DOCUMENT PASSAGE:

******

Amazon has topped Retail Week Indicator as the ecommerce giant continues to refine its digital capabilities

The key to Amazon’s overall success is understanding how customers are shopping and being responsive to changing shopping habits. It is not content to follow the crowd; its culture of innovation means it will lead the pack and give customers a shopping experience they didn’t even realise they wanted.

Same-day delivery, personalised product recommendations, even drone delivery – Amazon invests to make sure it’s ahead of the curve.

Amazon tops Retail Week Indicator followed by H&M and John Lewis. Retail Week Indicator is an in-depth study into the customer shopping journey of 176 retailers in the UK. The audit of front-end digital capabilities crosses four categories – marketing, logistics and customer service, cross-channel and ecommerce – which offers a 360-degree view of which retailers are winning in which areas, and where others need to improve.

From looking at who offers a simplified account log-in online, to whether same-day delivery or voice search technology is available, we reviewed over 30,000 data points to develop Indicator’s digital capability ranking.

Here are five reasons Amazon is UK retail’s digital leader:

1. Prime

Subscription service Prime is at the core of Amazon’s growth strategy and helps it achieve the holy grail in retail: boosting repeat purchase.

Amazon Primer

More than a quarter of the British population have an Amazon Prime account

Amazon Prime members are estimated to spend double that of the average non-member each year, according to the Consumer Intelligence Research Partners.

And it has lots of Prime members to entice to buy more. According to Mintel, Amazon Prime has 15 million members. This means 26% of the British population have a Prime account while a further 13% share access through someone else’s account.

The subscription gives users unlimited one-day deliveries on hundreds of items, plus access to video and streaming services, combined with its vast product range, which is a big incentive to buy through Amazon rather than visit other websites or through brands directly.

Mintel associate director of retail Nick Carroll says Prime members tend to spend “significantly more” and shop “across a broader number of categories”.

2. Delivery options

Amazon is able to monetise its delivery with Prime because its delivery is so good. In fact, it tops Retail Week Indicator’s logistics ranking.

******

REQUIRED TASK:
Please write out the stretch of the Amazon article from "Subscription service Prime" through "Intelligence Research Partners.". The listing comes from a separate source.

EXCERPTED RECORDS:
******

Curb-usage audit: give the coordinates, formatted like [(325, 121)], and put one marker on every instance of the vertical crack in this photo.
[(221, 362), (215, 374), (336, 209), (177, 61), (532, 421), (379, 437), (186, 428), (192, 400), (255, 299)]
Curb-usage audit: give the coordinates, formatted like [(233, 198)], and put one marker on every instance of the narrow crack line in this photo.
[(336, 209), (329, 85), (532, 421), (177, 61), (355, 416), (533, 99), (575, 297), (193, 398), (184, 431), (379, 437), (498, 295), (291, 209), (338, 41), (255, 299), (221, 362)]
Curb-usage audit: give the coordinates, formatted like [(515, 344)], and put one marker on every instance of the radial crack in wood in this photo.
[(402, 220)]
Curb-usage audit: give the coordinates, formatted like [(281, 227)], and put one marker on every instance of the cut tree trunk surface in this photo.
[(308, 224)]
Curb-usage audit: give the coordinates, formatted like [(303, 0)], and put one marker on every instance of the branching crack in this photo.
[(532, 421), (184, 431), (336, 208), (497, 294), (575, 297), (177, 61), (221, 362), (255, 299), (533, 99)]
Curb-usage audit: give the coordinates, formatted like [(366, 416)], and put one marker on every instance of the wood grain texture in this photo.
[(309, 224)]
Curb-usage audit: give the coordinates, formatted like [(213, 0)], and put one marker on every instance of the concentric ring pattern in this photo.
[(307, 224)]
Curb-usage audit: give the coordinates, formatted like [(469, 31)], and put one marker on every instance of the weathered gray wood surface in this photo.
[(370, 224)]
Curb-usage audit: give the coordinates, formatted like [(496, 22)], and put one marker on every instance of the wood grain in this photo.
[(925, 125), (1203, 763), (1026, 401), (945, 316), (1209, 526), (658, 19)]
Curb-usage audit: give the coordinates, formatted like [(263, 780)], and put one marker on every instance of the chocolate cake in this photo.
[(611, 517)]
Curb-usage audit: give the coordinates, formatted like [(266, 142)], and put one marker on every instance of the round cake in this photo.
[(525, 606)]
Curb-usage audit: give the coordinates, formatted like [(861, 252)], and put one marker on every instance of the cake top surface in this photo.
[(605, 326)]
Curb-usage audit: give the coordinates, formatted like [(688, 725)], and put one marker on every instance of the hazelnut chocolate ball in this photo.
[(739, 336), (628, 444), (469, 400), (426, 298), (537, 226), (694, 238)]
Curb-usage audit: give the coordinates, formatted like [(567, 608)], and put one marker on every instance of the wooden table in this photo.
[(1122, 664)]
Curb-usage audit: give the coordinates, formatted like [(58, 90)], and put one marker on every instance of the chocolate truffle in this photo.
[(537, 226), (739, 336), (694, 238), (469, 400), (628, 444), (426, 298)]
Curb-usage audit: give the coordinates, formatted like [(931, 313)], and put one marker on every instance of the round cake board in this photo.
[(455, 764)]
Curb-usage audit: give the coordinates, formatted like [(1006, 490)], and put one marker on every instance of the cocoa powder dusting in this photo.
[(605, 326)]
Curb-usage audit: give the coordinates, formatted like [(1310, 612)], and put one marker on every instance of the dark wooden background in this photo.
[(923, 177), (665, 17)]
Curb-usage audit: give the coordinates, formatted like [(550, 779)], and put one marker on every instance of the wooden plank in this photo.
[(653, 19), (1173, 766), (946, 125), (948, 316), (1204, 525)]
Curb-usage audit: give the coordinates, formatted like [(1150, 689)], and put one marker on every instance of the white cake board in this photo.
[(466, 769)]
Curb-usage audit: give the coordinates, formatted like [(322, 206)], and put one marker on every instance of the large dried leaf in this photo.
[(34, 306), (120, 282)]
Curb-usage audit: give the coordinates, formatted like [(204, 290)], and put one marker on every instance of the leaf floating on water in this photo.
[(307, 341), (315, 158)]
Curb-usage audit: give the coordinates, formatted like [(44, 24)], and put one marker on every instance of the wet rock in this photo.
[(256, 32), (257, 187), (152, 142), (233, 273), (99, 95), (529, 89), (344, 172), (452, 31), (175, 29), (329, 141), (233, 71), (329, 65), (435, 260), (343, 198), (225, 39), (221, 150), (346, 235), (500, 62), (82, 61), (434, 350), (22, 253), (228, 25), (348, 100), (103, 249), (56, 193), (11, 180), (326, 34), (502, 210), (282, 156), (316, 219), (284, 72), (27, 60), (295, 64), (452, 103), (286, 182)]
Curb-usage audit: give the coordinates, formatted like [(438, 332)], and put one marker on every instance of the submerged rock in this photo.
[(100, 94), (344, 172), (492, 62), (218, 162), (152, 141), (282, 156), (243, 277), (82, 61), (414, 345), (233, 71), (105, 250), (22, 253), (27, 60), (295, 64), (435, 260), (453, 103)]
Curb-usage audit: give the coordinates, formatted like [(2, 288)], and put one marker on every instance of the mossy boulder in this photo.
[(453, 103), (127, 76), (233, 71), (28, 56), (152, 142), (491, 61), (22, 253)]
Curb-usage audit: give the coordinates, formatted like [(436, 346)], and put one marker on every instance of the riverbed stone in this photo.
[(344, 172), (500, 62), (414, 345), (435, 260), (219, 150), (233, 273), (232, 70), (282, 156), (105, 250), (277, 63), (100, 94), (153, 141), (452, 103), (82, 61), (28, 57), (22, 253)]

******

ANSWER TO THE PROBLEM:
Subscription service Prime is at the core of Amazon’s growth strategy and helps it achieve the holy grail in retail: boosting repeat purchase.

Amazon Primer

More than a quarter of the British population have an Amazon Prime account

Amazon Prime members are estimated to spend double that of the average non-member each year, according to the Consumer Intelligence Research Partners.